> [Source data]
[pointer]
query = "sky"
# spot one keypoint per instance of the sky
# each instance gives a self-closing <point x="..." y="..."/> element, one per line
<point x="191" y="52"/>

> [Short exercise]
Rewrite the listing with "sky" changed to "cloud" wherever it appears, keeping everything else the same.

> [Finished answer]
[pointer]
query = "cloud"
# spot one keypoint per instance of the cloud
# each instance gives a self-closing <point x="..." y="..."/> element, one per line
<point x="191" y="52"/>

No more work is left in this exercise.